• _EXTRACTED RECORDS_:
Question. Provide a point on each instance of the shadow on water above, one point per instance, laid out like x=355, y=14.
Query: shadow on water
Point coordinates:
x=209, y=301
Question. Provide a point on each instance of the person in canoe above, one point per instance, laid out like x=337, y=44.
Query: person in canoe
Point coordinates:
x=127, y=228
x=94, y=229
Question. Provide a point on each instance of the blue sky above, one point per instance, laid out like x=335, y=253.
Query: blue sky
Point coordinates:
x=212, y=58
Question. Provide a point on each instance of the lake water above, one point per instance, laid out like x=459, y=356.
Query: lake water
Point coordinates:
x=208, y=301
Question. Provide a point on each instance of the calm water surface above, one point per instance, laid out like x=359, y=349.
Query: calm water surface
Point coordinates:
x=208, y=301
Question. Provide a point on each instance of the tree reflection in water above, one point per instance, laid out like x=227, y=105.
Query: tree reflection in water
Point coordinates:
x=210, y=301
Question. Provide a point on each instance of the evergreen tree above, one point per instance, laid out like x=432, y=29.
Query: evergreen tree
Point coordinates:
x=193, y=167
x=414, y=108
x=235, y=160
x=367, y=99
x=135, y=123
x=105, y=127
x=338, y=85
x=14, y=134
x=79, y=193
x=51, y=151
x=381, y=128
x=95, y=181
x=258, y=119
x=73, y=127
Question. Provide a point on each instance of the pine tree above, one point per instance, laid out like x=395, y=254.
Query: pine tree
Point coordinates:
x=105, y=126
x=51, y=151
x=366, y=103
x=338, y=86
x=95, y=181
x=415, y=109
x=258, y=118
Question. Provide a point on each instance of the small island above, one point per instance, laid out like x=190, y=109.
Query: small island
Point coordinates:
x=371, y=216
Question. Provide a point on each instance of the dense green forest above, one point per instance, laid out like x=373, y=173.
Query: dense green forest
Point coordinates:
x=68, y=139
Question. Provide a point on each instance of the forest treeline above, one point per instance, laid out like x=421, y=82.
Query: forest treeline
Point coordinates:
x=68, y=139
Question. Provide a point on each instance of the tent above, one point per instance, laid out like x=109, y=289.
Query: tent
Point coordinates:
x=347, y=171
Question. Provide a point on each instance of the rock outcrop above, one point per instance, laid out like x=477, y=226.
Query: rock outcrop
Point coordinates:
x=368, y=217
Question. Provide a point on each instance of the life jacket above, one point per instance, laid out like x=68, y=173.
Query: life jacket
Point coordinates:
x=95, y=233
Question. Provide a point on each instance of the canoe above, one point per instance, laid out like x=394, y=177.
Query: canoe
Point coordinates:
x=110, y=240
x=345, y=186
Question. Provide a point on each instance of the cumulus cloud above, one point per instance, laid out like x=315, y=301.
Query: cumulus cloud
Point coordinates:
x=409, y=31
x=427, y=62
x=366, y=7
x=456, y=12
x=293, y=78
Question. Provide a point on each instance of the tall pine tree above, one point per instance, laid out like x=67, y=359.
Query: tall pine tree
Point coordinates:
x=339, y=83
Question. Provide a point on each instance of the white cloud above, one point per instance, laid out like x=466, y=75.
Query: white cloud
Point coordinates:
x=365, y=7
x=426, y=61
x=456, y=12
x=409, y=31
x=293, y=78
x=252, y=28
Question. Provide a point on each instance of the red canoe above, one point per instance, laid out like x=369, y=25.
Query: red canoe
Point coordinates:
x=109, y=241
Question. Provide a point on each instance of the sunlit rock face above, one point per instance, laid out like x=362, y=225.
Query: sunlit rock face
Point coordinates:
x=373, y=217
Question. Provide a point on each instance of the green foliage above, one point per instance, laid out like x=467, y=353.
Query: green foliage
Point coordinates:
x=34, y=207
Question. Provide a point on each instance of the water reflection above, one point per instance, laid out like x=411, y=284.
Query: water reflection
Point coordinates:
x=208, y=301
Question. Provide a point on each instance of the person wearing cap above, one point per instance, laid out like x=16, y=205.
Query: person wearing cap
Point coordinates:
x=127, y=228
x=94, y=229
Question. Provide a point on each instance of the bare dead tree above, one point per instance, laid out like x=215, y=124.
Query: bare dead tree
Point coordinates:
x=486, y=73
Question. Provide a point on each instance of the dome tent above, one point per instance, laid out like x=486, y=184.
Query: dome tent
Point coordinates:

• _WHAT THIS TASK INVOLVES_: In the data above, retype exactly and only the lines between the one holding "Query: green foliage" and the one holding "Question. Provide a point on each instance of the person wearing", inclusive.

• _ANSWER FOR THE TASK_:
Query: green foliage
Point coordinates:
x=34, y=207
Question. Provide a point on each instance of the water reflection above, one point per instance, laid out like x=411, y=284.
Query: water reflection
Point coordinates:
x=208, y=301
Question. Provide a point on each instance of the person wearing cap above, one point per instance, laid out like x=16, y=205.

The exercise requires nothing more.